> Written request
Count how many lines in the items below contain the word "trousers". Reply with the number alone.

> Listing
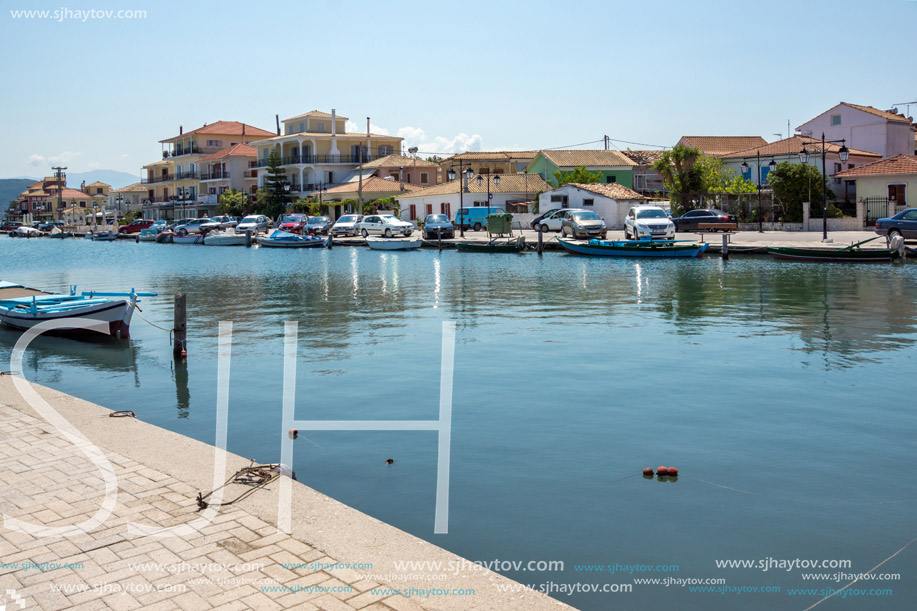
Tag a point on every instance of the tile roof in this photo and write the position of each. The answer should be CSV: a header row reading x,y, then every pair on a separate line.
x,y
612,190
643,157
317,114
509,183
396,160
899,164
225,128
719,145
589,158
236,150
373,184
792,146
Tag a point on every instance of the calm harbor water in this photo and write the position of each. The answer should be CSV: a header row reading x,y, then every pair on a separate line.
x,y
783,393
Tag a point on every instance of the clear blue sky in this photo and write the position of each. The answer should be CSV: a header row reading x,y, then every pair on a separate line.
x,y
480,75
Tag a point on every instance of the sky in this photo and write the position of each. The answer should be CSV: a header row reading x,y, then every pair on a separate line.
x,y
96,92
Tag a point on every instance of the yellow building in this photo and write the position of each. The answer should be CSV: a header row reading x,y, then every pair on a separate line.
x,y
173,183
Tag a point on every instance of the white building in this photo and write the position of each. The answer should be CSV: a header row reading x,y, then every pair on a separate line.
x,y
864,127
609,201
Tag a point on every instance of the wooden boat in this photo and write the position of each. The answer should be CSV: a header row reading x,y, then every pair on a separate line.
x,y
23,308
848,254
224,238
498,245
394,243
634,248
285,239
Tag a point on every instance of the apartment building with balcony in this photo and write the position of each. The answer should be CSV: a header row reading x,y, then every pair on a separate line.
x,y
317,152
174,182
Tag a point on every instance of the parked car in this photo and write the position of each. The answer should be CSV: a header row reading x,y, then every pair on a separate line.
x,y
136,226
474,218
438,226
904,224
642,221
317,225
583,224
192,226
346,225
384,224
255,223
689,220
550,220
219,222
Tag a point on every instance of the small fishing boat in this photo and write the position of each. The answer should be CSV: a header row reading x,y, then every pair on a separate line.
x,y
634,248
848,254
285,239
394,243
23,308
499,245
224,238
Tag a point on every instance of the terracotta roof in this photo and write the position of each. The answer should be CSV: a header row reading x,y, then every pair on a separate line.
x,y
395,161
509,183
225,128
792,146
643,157
612,190
373,184
899,164
719,145
317,114
237,150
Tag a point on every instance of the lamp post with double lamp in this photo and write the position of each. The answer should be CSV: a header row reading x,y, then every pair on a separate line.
x,y
773,166
469,175
843,154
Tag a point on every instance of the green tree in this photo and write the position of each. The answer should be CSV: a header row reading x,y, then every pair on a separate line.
x,y
233,203
579,175
794,183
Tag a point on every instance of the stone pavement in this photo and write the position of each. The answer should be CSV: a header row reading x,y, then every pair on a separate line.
x,y
239,561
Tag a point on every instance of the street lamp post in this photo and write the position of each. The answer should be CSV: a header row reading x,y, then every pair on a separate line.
x,y
843,154
468,174
773,166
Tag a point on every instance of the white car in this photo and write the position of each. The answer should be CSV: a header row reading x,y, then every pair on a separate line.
x,y
384,224
346,225
643,221
255,223
192,226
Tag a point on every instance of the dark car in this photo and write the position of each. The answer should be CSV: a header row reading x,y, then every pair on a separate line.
x,y
690,220
438,226
904,224
317,225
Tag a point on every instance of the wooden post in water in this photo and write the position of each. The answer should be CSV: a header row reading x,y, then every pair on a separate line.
x,y
180,345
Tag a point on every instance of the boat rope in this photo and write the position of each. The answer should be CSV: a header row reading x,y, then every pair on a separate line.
x,y
836,592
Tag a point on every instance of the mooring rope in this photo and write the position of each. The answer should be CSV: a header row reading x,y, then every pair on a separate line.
x,y
862,575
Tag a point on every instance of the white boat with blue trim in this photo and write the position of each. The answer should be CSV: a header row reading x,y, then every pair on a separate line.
x,y
23,308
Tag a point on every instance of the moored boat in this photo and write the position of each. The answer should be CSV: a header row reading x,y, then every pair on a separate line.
x,y
23,308
634,248
394,243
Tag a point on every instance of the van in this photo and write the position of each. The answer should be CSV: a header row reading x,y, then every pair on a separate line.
x,y
475,218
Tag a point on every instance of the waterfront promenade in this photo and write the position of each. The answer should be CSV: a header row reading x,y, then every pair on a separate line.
x,y
337,559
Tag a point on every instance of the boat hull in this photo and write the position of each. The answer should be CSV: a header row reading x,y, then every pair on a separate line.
x,y
833,255
632,249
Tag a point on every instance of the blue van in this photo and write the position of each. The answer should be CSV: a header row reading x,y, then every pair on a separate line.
x,y
475,218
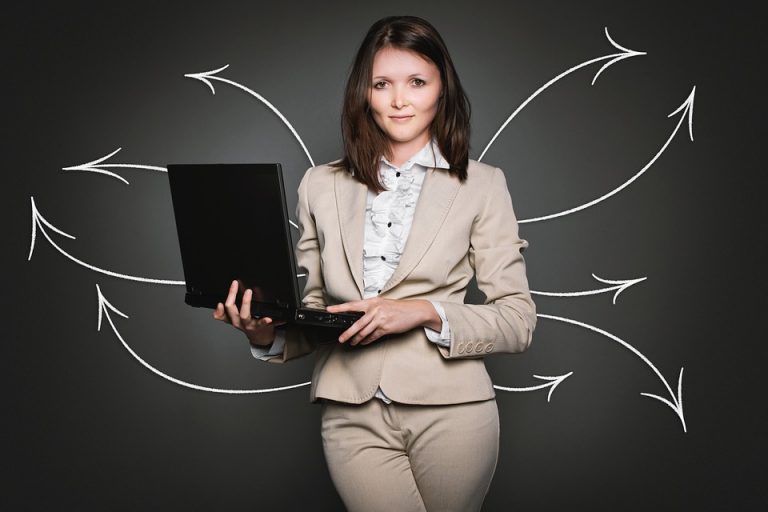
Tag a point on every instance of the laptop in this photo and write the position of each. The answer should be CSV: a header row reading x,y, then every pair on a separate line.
x,y
232,223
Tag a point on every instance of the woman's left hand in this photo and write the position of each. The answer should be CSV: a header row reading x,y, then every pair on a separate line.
x,y
384,316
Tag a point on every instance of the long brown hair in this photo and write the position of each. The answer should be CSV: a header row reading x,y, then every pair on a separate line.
x,y
364,142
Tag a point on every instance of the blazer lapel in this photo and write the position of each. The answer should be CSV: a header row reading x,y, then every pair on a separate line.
x,y
350,205
438,191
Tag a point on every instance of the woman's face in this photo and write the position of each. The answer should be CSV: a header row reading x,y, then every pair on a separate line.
x,y
404,93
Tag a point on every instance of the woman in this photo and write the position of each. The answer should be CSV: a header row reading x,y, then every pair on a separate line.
x,y
396,230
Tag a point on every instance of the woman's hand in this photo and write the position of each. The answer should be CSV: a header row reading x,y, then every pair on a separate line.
x,y
260,331
385,316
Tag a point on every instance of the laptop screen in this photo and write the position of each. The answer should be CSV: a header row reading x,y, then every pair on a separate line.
x,y
232,224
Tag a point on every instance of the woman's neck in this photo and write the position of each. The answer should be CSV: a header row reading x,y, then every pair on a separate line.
x,y
401,152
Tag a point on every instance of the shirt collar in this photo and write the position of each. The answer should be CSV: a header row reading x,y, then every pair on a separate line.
x,y
428,156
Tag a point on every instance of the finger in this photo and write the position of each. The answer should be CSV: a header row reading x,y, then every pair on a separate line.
x,y
233,314
232,294
245,308
357,305
378,333
218,313
355,328
364,333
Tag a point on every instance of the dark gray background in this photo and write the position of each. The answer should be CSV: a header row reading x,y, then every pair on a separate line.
x,y
87,426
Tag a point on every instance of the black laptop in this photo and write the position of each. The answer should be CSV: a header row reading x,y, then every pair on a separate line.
x,y
232,222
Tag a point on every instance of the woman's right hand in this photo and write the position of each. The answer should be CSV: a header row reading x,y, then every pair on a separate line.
x,y
259,331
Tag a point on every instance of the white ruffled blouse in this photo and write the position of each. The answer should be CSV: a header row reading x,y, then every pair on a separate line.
x,y
388,220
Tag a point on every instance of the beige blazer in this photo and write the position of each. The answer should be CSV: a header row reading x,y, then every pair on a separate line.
x,y
459,229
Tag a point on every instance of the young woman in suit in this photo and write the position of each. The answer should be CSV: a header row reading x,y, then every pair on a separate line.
x,y
397,229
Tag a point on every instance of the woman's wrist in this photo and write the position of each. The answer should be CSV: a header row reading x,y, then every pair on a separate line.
x,y
430,318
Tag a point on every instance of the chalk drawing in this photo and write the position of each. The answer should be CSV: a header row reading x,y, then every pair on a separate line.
x,y
621,285
614,57
105,306
552,384
98,167
38,221
677,401
687,113
206,75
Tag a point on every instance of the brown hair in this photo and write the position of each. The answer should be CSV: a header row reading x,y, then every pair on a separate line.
x,y
364,142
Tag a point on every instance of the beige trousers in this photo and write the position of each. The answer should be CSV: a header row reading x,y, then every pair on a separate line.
x,y
411,457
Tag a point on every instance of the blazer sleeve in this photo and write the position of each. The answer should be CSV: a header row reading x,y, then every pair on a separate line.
x,y
300,341
505,322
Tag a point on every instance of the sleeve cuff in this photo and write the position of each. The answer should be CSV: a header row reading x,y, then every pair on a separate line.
x,y
274,350
442,338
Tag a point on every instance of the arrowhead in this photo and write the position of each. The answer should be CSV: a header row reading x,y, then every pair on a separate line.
x,y
37,221
103,305
203,77
626,53
555,382
93,166
626,283
687,108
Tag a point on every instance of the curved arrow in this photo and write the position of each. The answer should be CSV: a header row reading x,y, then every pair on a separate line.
x,y
206,76
552,384
105,306
39,221
677,401
99,168
687,113
621,285
614,57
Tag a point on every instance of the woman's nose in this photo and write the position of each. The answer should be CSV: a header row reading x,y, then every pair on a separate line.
x,y
398,98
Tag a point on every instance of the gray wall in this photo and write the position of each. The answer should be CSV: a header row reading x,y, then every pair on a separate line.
x,y
91,427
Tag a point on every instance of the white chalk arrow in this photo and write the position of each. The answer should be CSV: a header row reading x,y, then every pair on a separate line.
x,y
687,114
612,58
552,384
676,402
38,221
620,286
101,168
105,306
206,78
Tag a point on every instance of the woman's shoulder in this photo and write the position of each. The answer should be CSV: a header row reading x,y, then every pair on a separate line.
x,y
325,170
480,173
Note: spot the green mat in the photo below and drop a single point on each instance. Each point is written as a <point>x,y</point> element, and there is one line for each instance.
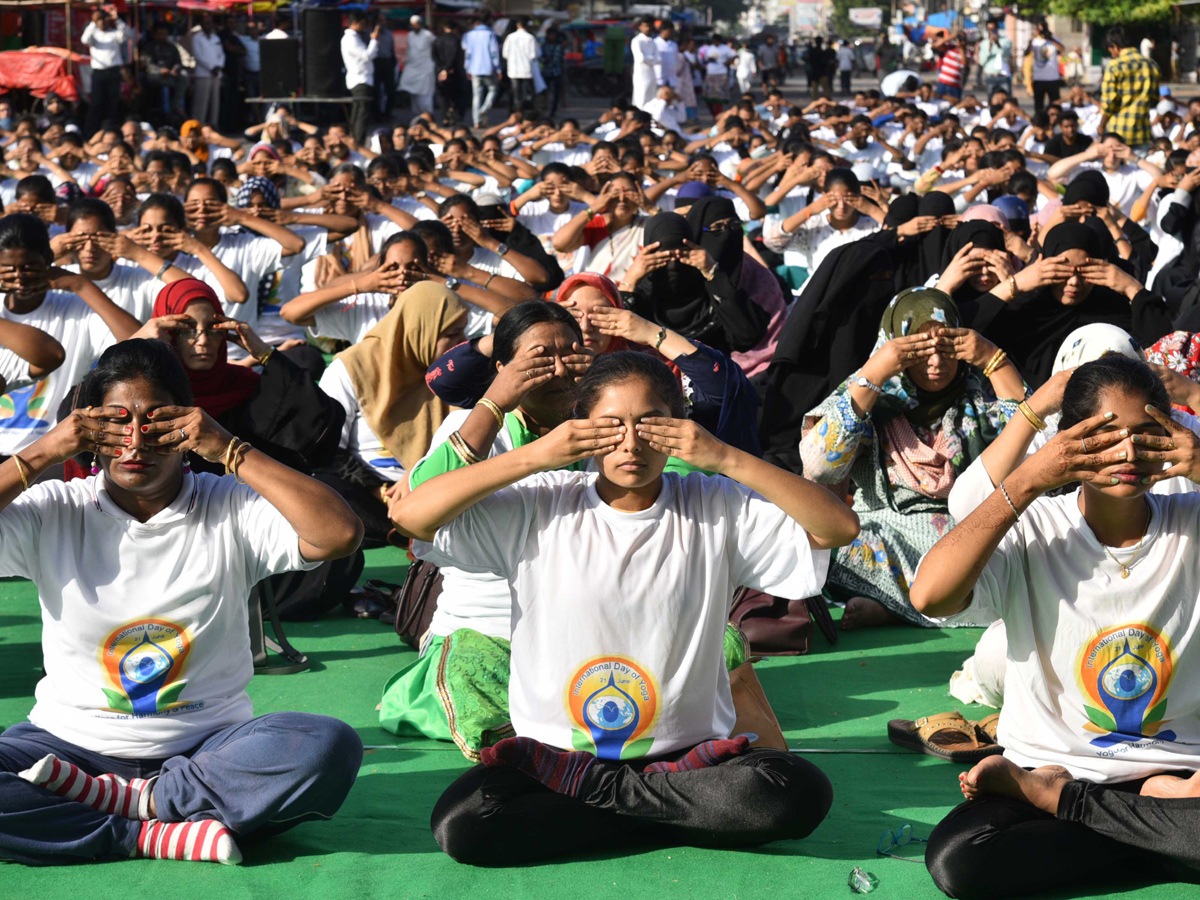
<point>379,845</point>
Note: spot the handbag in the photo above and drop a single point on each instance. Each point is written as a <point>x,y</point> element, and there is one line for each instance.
<point>778,627</point>
<point>417,600</point>
<point>754,713</point>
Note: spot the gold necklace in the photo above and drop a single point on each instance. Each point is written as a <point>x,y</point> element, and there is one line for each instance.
<point>1127,567</point>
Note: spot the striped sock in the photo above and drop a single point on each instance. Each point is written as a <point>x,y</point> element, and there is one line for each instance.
<point>701,756</point>
<point>561,771</point>
<point>107,793</point>
<point>204,841</point>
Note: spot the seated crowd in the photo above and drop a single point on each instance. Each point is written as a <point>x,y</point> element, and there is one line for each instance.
<point>931,363</point>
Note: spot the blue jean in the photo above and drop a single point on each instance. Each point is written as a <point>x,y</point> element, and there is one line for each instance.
<point>261,777</point>
<point>480,103</point>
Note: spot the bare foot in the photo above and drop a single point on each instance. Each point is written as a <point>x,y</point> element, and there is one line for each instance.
<point>1171,786</point>
<point>996,774</point>
<point>863,612</point>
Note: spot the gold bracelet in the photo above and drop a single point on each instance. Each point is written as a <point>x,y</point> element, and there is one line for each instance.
<point>228,456</point>
<point>495,409</point>
<point>1032,418</point>
<point>996,361</point>
<point>21,471</point>
<point>239,457</point>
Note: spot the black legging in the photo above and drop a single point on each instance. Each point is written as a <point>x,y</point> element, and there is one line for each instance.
<point>501,816</point>
<point>1000,847</point>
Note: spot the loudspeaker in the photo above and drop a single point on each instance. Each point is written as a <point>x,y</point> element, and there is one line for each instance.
<point>323,73</point>
<point>281,67</point>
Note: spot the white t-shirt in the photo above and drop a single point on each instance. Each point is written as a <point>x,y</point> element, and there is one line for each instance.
<point>30,408</point>
<point>618,618</point>
<point>357,435</point>
<point>145,637</point>
<point>1045,60</point>
<point>129,286</point>
<point>285,286</point>
<point>349,319</point>
<point>1093,658</point>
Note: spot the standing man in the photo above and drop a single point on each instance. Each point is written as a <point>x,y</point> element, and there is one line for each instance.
<point>520,52</point>
<point>209,54</point>
<point>385,71</point>
<point>1128,90</point>
<point>358,57</point>
<point>419,78</point>
<point>106,36</point>
<point>667,69</point>
<point>481,59</point>
<point>995,57</point>
<point>646,58</point>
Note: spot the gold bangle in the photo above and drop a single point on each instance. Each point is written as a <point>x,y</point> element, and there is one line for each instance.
<point>995,363</point>
<point>495,409</point>
<point>21,471</point>
<point>1032,418</point>
<point>228,456</point>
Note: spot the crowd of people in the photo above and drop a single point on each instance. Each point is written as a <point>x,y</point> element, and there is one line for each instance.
<point>927,355</point>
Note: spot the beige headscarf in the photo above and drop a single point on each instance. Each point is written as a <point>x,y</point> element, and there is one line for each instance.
<point>388,370</point>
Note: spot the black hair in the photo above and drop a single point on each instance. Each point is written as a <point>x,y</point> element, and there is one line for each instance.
<point>436,235</point>
<point>169,204</point>
<point>91,208</point>
<point>37,185</point>
<point>459,199</point>
<point>417,240</point>
<point>22,231</point>
<point>627,366</point>
<point>136,359</point>
<point>217,187</point>
<point>523,317</point>
<point>227,166</point>
<point>1081,397</point>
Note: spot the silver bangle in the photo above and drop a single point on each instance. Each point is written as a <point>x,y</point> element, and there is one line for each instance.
<point>1011,505</point>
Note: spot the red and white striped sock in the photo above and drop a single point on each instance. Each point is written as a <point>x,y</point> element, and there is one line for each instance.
<point>107,793</point>
<point>205,841</point>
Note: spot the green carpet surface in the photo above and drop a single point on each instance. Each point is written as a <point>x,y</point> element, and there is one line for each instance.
<point>837,699</point>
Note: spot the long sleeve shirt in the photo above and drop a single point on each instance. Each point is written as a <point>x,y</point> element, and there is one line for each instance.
<point>481,52</point>
<point>107,47</point>
<point>358,57</point>
<point>209,54</point>
<point>520,51</point>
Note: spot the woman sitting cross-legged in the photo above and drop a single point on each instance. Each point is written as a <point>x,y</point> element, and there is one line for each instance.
<point>929,400</point>
<point>621,588</point>
<point>1098,589</point>
<point>142,742</point>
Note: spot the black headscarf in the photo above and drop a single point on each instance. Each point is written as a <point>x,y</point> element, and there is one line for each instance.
<point>1033,327</point>
<point>828,334</point>
<point>1087,186</point>
<point>725,247</point>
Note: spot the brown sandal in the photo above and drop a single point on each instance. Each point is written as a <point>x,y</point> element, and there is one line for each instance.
<point>947,736</point>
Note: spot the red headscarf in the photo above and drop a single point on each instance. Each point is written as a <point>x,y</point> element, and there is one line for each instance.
<point>605,286</point>
<point>219,389</point>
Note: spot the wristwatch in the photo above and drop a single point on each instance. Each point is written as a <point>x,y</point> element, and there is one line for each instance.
<point>870,385</point>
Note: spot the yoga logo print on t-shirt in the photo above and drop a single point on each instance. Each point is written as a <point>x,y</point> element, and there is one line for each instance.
<point>1125,672</point>
<point>613,703</point>
<point>144,663</point>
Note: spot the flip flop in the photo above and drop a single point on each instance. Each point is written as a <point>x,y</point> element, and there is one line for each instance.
<point>947,736</point>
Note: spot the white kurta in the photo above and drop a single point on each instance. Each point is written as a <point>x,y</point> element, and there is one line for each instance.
<point>419,76</point>
<point>646,57</point>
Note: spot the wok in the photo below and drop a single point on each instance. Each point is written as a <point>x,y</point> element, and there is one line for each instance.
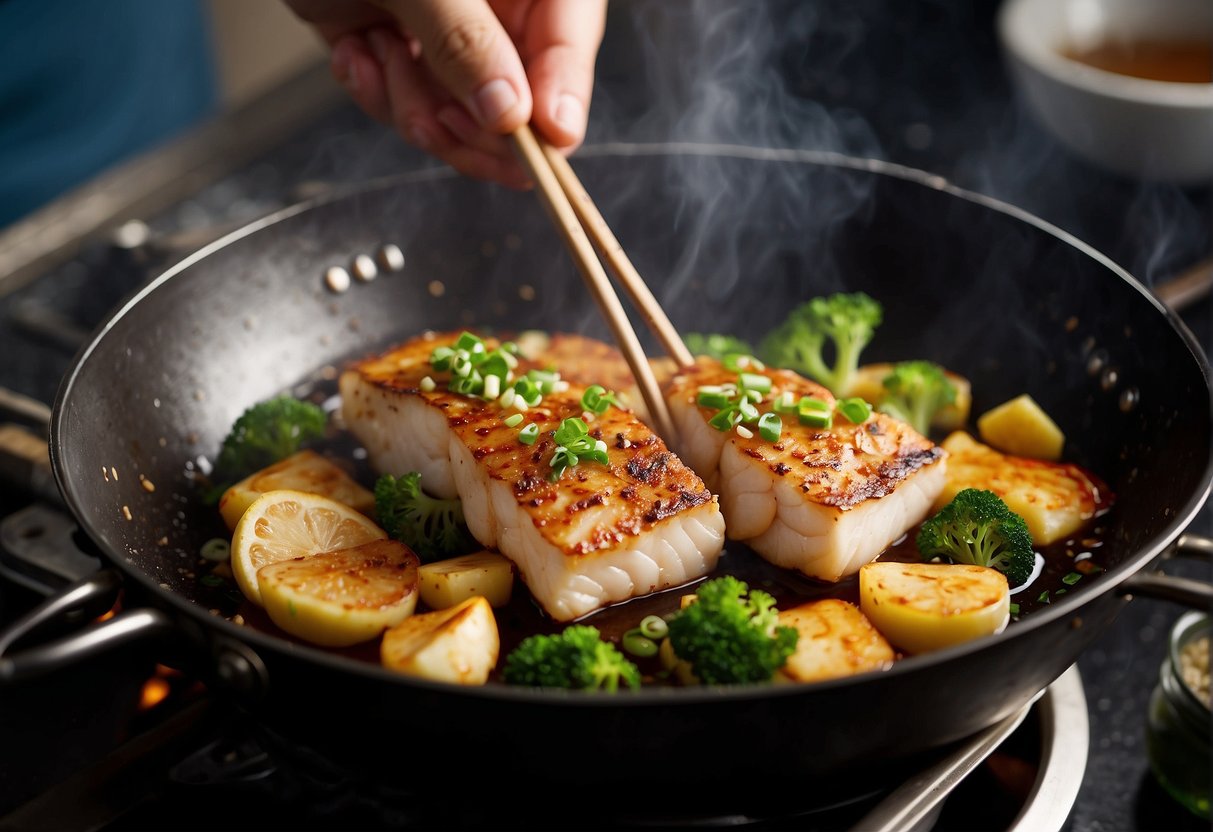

> Response to this exercise
1